** Task input follows **

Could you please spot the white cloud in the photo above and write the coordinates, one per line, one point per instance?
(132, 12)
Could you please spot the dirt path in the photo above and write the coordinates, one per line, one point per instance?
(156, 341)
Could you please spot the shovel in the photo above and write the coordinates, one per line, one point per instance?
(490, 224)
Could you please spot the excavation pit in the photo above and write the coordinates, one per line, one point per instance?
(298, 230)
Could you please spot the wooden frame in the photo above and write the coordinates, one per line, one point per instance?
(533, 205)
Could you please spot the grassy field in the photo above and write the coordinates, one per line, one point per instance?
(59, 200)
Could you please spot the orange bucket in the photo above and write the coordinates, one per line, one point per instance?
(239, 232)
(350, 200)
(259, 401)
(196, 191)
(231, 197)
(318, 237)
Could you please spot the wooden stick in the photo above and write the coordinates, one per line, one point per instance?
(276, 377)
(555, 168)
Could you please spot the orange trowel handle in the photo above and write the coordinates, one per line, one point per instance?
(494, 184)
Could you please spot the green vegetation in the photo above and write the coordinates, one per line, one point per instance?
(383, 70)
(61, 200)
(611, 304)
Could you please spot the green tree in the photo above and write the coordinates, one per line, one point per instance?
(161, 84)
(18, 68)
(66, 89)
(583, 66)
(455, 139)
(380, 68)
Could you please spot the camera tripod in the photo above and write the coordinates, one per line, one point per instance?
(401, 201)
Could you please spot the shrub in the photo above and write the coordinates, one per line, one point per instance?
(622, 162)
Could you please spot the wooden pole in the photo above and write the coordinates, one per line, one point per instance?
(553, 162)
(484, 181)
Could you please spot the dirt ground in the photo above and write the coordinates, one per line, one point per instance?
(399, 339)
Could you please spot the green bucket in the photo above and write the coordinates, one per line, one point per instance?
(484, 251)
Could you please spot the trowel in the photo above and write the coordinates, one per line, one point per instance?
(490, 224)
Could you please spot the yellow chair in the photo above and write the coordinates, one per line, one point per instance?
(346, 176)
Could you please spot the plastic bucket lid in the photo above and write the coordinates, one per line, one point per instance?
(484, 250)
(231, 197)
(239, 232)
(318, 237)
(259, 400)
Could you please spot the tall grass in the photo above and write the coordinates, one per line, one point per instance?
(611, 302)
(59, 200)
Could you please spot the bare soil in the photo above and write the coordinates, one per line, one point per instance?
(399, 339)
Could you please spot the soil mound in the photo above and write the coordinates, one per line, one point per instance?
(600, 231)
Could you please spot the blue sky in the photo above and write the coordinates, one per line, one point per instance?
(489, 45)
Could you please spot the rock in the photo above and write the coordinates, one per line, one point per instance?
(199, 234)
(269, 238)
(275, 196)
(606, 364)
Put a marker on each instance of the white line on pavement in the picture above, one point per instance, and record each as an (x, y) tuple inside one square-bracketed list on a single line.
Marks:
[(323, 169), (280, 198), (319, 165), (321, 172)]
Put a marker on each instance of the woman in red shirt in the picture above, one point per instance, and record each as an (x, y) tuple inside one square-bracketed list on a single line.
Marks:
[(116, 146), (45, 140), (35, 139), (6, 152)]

** End of Task input **

• **How to complete this task**: Based on the entries above, give the number of lines with the string "single" and no further text.

• **Exercise result**: 2